::: Text section

Want a Smarter Baby?

We, like most natural clinics, have taught parents-to-be some essentials for their new delivery. One of the things we teach is to have a birth plan that includes timeliness in clamping/cutting the umbilical cord. “Always demand they wait until the blood slows pumping through the cord,” our instructions have been which has not always brought delight to the hospital delivery staff trying to keep to their specified time budget.

As a matter of fact, most of the things we have instructed new parents have rubbed standard medicine the wrong way. We have been called kooks and quacks but now research is starting to confirm our crazy methods. While there is a little disgust that what we have been proclaiming as truth for so long is now being touted as “new discovery” we are happy that eyes are finally being opened.

The latest JAMA Pediatrics study finds that delayed umbilical cord clamping is associated with better fine motor and social skills at preschool age, at least among boys.

Researchers studied some 250 children who had been randomized to delayed cord clamping (at least 3 minutes after delivery) or early clamping (no more than 10 seconds) at birth. At roughly 4 years of age, children underwent tests measuring IQ and fine motor skills, and their parents reported on their behavior and social development.

The primary outcome — IQ score — did not differ between the groups. However, some measures of fine motor skills (e.g., drawing within a bicycle trail) and personal-social skills were significantly better in the delayed-clamping group.

::::::
::: Material provided

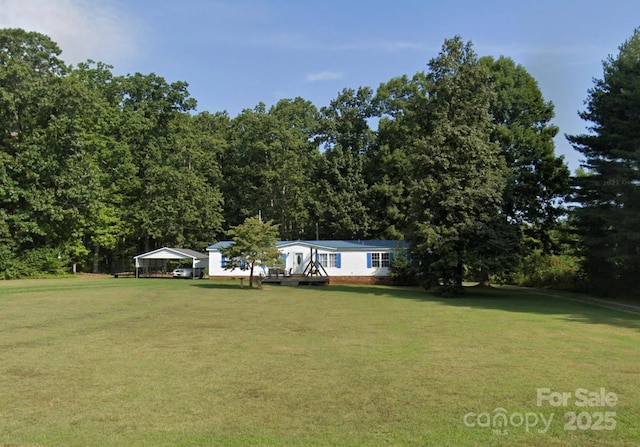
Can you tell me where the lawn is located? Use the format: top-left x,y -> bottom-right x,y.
0,278 -> 640,447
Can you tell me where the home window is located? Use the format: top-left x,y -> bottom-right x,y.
367,253 -> 391,268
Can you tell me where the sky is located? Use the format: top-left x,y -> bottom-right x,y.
0,0 -> 640,171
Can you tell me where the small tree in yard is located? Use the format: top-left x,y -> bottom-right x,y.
220,217 -> 281,287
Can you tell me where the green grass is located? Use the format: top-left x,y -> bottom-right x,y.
0,278 -> 640,447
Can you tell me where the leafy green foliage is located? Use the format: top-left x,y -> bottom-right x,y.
0,30 -> 566,285
569,30 -> 640,296
220,217 -> 282,287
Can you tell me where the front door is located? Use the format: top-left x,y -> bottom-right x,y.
293,253 -> 304,275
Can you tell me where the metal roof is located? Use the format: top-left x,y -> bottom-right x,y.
207,240 -> 408,251
133,247 -> 209,259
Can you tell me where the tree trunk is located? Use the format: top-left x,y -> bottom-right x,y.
93,244 -> 100,273
480,267 -> 491,287
453,261 -> 464,287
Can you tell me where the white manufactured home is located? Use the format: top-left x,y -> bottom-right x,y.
207,240 -> 407,284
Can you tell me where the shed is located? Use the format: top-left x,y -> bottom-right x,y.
133,247 -> 209,278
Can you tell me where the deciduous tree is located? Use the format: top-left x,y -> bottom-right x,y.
220,217 -> 281,287
569,29 -> 640,295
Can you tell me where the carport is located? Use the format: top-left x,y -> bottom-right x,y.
133,247 -> 209,278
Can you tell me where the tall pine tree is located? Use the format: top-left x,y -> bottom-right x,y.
568,29 -> 640,295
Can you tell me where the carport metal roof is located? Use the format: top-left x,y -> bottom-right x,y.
133,247 -> 209,268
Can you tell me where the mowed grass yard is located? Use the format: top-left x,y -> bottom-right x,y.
0,278 -> 640,447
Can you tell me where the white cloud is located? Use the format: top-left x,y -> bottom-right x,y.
0,0 -> 141,65
305,71 -> 343,82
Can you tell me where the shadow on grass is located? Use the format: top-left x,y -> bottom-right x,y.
202,281 -> 640,331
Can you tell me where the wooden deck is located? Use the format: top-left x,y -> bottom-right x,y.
262,275 -> 329,286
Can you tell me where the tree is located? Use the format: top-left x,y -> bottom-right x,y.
408,37 -> 508,287
312,88 -> 375,239
364,72 -> 430,239
220,217 -> 281,287
568,29 -> 640,295
222,98 -> 320,239
480,56 -> 569,252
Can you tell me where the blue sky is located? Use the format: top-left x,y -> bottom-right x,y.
0,0 -> 640,170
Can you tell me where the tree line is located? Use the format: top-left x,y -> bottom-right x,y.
0,29 -> 637,300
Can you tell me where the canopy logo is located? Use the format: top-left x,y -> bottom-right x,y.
462,388 -> 618,435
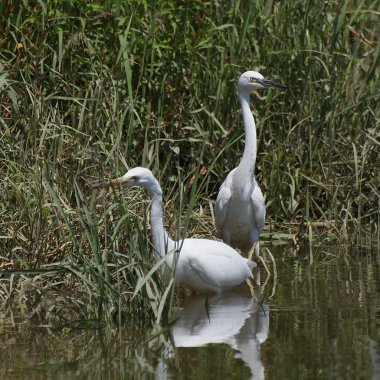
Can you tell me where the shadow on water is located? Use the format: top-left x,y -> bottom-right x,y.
0,245 -> 380,380
157,290 -> 269,379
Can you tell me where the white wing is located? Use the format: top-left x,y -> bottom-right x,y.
215,168 -> 236,231
251,182 -> 265,235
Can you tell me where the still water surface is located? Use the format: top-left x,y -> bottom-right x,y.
0,248 -> 380,380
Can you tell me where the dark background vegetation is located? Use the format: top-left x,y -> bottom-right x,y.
0,0 -> 380,324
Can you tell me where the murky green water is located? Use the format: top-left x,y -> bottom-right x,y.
0,248 -> 380,380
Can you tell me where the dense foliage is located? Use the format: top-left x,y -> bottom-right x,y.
0,0 -> 380,319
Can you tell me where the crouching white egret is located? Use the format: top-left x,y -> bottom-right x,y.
92,167 -> 256,293
215,71 -> 287,256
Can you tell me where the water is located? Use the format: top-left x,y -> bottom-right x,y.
0,248 -> 380,380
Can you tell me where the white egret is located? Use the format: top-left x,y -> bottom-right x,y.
215,71 -> 287,256
92,167 -> 256,293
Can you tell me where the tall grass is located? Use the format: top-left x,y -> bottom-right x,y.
0,0 -> 380,323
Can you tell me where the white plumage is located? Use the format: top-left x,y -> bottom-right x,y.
215,71 -> 287,255
92,167 -> 256,293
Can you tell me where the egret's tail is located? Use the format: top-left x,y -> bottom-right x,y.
246,259 -> 257,270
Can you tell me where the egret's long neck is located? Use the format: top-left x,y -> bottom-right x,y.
149,181 -> 173,261
239,90 -> 257,177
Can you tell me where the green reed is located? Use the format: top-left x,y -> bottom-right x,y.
0,0 -> 380,323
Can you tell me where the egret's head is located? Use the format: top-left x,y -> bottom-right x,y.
91,167 -> 156,189
238,71 -> 288,92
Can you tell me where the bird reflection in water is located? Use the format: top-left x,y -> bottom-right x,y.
156,291 -> 269,380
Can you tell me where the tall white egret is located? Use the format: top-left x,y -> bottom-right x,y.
215,71 -> 287,256
92,167 -> 256,293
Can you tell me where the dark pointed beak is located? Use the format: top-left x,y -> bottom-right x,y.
257,79 -> 288,90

::::::

Reproduce the entire text on delayed umbilical cord clamping word for word.

*Exercise output*
Want a Smarter Baby?

We, like most natural clinics, have taught parents-to-be some essentials for their new delivery. One of the things we teach is to have a birth plan that includes timeliness in clamping/cutting the umbilical cord. “Always demand they wait until the blood slows pumping through the cord,” our instructions have been which has not always brought delight to the hospital delivery staff trying to keep to their specified time budget.

As a matter of fact, most of the things we have instructed new parents have rubbed standard medicine the wrong way. We have been called kooks and quacks but now research is starting to confirm our crazy methods. While there is a little disgust that what we have been proclaiming as truth for so long is now being touted as “new discovery” we are happy that eyes are finally being opened.

The latest JAMA Pediatrics study finds that delayed umbilical cord clamping is associated with better fine motor and social skills at preschool age, at least among boys.

Researchers studied some 250 children who had been randomized to delayed cord clamping (at least 3 minutes after delivery) or early clamping (no more than 10 seconds) at birth. At roughly 4 years of age, children underwent tests measuring IQ and fine motor skills, and their parents reported on their behavior and social development.

The primary outcome — IQ score — did not differ between the groups. However, some measures of fine motor skills (e.g., drawing within a bicycle trail) and personal-social skills were significantly better in the delayed-clamping group.